### Required work
Can you update the data, starting at its first line and stopping after the line that contains "point(603, 396)", by replacing "put a marker on" with "place a dot on" and leaving everything else unchanged?

_____

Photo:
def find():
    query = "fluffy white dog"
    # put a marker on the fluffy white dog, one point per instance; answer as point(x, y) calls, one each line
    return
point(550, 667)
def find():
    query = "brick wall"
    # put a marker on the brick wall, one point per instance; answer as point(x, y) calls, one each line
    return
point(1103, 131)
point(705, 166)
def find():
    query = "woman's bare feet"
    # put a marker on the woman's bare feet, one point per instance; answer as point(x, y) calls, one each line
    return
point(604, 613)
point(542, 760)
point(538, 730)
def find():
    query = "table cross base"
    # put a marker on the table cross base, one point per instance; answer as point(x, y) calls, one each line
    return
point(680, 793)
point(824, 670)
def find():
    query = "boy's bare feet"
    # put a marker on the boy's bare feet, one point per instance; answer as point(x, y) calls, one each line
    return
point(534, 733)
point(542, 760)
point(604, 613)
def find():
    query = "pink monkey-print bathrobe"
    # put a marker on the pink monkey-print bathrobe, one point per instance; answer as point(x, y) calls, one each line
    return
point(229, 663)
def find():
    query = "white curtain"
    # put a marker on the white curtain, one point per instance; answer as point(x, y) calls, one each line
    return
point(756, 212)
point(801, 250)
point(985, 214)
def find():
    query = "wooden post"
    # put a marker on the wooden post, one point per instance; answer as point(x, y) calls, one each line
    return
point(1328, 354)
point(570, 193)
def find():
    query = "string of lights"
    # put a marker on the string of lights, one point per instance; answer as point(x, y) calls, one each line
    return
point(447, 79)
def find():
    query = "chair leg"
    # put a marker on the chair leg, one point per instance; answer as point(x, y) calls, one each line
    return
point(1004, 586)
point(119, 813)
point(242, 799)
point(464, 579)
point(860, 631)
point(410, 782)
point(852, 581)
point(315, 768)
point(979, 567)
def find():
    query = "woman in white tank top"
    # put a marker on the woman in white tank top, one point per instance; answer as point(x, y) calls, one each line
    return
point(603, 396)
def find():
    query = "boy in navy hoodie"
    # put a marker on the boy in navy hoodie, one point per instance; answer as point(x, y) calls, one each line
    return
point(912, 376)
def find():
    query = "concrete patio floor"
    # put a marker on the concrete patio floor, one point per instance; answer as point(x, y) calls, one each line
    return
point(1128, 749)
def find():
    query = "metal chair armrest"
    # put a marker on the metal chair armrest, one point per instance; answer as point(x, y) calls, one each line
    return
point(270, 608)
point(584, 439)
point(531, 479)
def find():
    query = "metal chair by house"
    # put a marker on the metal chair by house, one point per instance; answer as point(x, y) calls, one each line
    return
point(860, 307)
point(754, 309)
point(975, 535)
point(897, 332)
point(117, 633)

_____

### Correct result
Photo:
def find():
    query = "fluffy white dog"
    # place a dot on the fluffy white dog, one point per instance; answer as point(x, y) calls, one each line
    return
point(550, 667)
def find():
    query = "brick wall"
    # place a dot on the brick wall, one point per instance; answer as point(x, y) calls, one each line
    return
point(1103, 131)
point(705, 166)
def find():
    query = "woman's bare feet"
    # place a dot on the woman's bare feet, one point per instance; answer as point(x, y) calls, one each line
    return
point(604, 613)
point(542, 760)
point(538, 730)
def find():
    query = "table cross base"
    # place a dot on the table cross base, one point per instance; answer as point(x, y) calls, one each line
    return
point(680, 793)
point(824, 670)
def find():
    query = "boy's bare feet"
    # place a dot on the boy's bare feet, one point per instance; answer as point(x, y) calls, one each line
    return
point(534, 733)
point(542, 760)
point(604, 613)
def find():
    query = "pink monkey-print bathrobe"
    # place a dot on the pink monkey-print bathrobe, one point per instance; answer as point(x, y) calls, one each line
    return
point(229, 663)
def find():
    query = "white curtain"
    # place a dot on the white curtain, one point per instance; answer as point(x, y) calls, one each line
    return
point(756, 212)
point(801, 250)
point(985, 214)
def find():
    query = "wooden post"
    # place a dot on the wooden post, one point per instance; answer as point(x, y) calls, one each line
    return
point(1328, 354)
point(570, 193)
def find():
    query = "string of lights"
    # place a dot on the string of lights, one point per instance; answer as point(x, y) calls, one each line
    return
point(447, 79)
def find():
    query = "chair leg"
    # place a dot on the chair leg, one point per instance; answer as point(x, y) calls, one each line
    return
point(1004, 586)
point(119, 813)
point(242, 799)
point(464, 579)
point(860, 631)
point(410, 782)
point(852, 581)
point(315, 768)
point(979, 567)
def find():
    query = "woman in white tank top"
    # place a dot on the woman in white tank top, one point per instance; answer as point(x, y) calls, one each line
    return
point(603, 396)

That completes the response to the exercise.